### WORK TO BE COMPLETED
Render the material below as a JSON list of strings, one string per line, skipping blank lines. Omit the pictures.

Dataset excerpt:
· · · · ·

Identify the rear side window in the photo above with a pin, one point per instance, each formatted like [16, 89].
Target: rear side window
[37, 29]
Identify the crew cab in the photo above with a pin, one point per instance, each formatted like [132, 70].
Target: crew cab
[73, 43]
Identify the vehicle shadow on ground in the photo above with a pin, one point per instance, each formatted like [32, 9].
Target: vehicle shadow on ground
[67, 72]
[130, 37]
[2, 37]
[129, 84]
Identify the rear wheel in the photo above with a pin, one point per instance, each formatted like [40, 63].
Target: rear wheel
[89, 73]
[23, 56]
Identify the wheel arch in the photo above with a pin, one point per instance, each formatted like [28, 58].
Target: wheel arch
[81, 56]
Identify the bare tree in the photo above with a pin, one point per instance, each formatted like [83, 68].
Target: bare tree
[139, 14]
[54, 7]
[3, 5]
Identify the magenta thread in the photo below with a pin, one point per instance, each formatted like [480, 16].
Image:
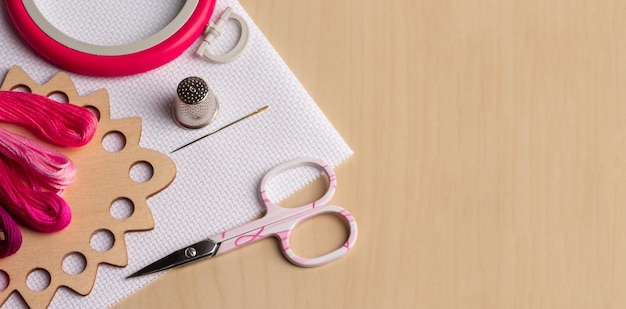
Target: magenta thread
[33, 175]
[41, 166]
[12, 235]
[43, 211]
[58, 123]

· · · · ·

### RESPONSE TO THIS EXERCISE
[
  "Identify the rear side window in the photo above with a pin, one point per instance, each formatted like [16, 89].",
  "Target: rear side window",
  "[37, 29]",
  "Identify the crew cab in the photo above with a pin, one point per instance, each formatted like [132, 70].",
  "Target: crew cab",
  "[73, 43]",
  "Identify the vehicle shadow on ground in the photo above with a pin, one point per instance, each formatted like [32, 9].",
  "Target: vehicle shadow on ground",
  "[67, 72]",
  "[130, 37]",
  "[2, 37]",
  "[129, 84]",
  "Identify the rear wheel in the photo above with a pin, one point per instance, each formatted like [40, 63].",
  "Target: rear wheel",
  "[89, 73]",
  "[23, 56]",
  "Identify the wheel arch in the photo above with a pin, one point per instance, each formatted like [28, 58].",
  "Target: wheel arch",
  "[81, 56]",
  "Identify the bare tree in the photo above with a pin, one point per instance, each formatted like [83, 68].",
  "Target: bare tree",
  "[139, 14]",
  "[54, 7]",
  "[3, 5]",
  "Identify the magenta thread in the photo below with a pin, one point per instance, each formatted like [480, 16].",
  "Image:",
  "Target: magenta thread",
  "[33, 175]",
  "[41, 166]",
  "[12, 235]",
  "[43, 211]",
  "[58, 123]"
]